What to do:
(a) In the post on PTSD, how many lives had the fires in Australia claimed at last count?
(b) Explain, using the post on PTSD, why people in a town right next to one hit by a tornado cannot understand a survivor's reactions.
(c) Continue the post on PTSD from its final sentence.

Excerpted passage:
Tuesday, February 10, 2009

PTSD? It's normal to be strange


by
Chaplain Kathie

When fires claimed the lives of over 170 in Australia at last count, the media was reporting on the survivors facing Post Traumatic Stress Disorder. Recently we've been reading about what's been happening in New Orleans and the survivors of Hurricane Katrina facing everyday with the aftermath long after the cameras and reporters had returned home. We still read about the survivors of 9-11 in New York City and what they've been going through. In cities and towns across America and the rest of the world, local stories focus on survivors of tornadoes, hurricanes, fires, floods, mudslides, mass murders, violent crimes and terrorist attacks. The aftermath of all of these traumatic events is all too often PTSD. To have the events change you is normal considering what you survived and where you came from. The only problem is, the only other people your wound is normal to are other survivors of traumatic events. They are the only people capable of understanding what you're dealing with.

PTSD is a normal reaction to abnormal events. It's as simple as that. When a town is hit by a tornado, the town right next to it is left untouched. They will never know what it was like to see everything wiped out in a matter of seconds. They will remember the tornado coming into the area and the immediate sense of urgency worrying about it hitting them, but they walk away after with everything they had still there. They do not look over their shoulder every time the same kind of cloud appears in the sky or worry about where the rest of their family is at every moment of the day. They do not obsess about weather reports or weep going shopping to replace the things they lost wondering how they will pay for any of it while they try to rebuild their lives. They cannot understand why you "freak out" every time you see lightning bolts.

Information shown:
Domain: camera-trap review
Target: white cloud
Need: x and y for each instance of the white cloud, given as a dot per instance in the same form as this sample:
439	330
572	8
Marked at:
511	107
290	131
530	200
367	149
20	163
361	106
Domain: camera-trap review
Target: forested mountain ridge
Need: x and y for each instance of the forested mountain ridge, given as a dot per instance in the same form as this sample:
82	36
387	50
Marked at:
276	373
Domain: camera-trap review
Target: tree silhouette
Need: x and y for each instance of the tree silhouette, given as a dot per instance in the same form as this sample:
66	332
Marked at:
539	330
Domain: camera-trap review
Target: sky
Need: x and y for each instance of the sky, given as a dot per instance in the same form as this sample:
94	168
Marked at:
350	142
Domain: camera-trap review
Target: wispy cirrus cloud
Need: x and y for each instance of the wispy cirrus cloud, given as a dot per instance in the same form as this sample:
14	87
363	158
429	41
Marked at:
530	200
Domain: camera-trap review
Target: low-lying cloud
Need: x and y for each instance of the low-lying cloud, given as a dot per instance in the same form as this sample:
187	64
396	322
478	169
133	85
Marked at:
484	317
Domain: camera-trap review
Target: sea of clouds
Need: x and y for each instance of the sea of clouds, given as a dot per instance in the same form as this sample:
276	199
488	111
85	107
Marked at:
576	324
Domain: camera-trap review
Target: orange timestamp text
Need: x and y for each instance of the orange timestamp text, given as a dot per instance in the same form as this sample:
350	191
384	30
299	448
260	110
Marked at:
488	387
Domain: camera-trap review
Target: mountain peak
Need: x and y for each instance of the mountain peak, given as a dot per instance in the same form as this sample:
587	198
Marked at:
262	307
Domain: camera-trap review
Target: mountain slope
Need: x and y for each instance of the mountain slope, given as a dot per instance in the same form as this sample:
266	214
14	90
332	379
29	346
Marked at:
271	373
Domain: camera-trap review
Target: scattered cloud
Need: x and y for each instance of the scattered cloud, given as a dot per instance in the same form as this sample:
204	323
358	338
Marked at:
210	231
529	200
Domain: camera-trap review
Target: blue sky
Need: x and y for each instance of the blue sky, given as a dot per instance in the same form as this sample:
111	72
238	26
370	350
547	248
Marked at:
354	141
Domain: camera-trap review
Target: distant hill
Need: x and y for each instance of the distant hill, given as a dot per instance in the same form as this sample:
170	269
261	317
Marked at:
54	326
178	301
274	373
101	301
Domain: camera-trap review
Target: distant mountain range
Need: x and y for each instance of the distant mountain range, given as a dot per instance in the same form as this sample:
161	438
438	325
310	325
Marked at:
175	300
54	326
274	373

Answer list:
(a) Over 170.

(b) Their town was left untouched, so they never saw everything wiped out in a matter of seconds. They remember the tornado approaching and the fear that it would hit them, but they walked away with everything they had still there.

(c)
When you happen to be a combat veteran you are just as strange as a gorilla in a zoo to the rest of the people passing by. With a population of over 300 million in America, you are a rarity among only 24 million veterans and even less of them are combat veterans. If you happen to have been wounded by what you endured and have PTSD, you are even more rare but it's all normal to others with PTSD and the people that were where you came back from. Among other PTSD veterans, you are normal. If you are standing next to someone that never deployed into combat zones, you may look the same as they do, wear the same uniform, but what is inside of you, your memories and the changes that developed are something they will never fully understand. They will never know where you came from.

You could be back home and having a reunion with the members of your unit, talking about people you knew, events that happened and wonder why it seems they walked away untouched by all of it. They seem to enjoy telling stories about funny events almost as if they can't remember that your buddy lost a limb or how many were shipped back to the states with a flag draped coffin. When you remember them, a tear comes as your heart sinks deeper with the weight of the pain remembering them. If you mention their name, you notice the mood of the veteran you're talking to suddenly changes and they change the subject or end the conversation entirely. It's not that they didn't care but they couldn't care at the same depth you did.

There are some people that put themselves first. It's just the way they are. They are self-centered. They are the kind of people that will somehow always manage to turn any conversation into one focused on them. Then there are the middle kind of person that will care about others as well as themselves but never manage to grasp the emotional tug of someone else's pain. Then there is the type that you are. You are the kind of person heroes are usually made of. Most of you were the type of kid that would find a bird with a broken wing and rushed back to the house to take care of it. If the bird died, you'd hold a funeral for it as if the bird had been a part of your life for years instead of a day.

As a teenager, you had enough courage in you to take on the school bully when he was going after a tiny kid. You always seemed to rush to help someone else while your friends wanted to walk away. Helping was all normal to you but strange to them. Something they may have respected in you but never seemed to manage to understand why you were the way you were.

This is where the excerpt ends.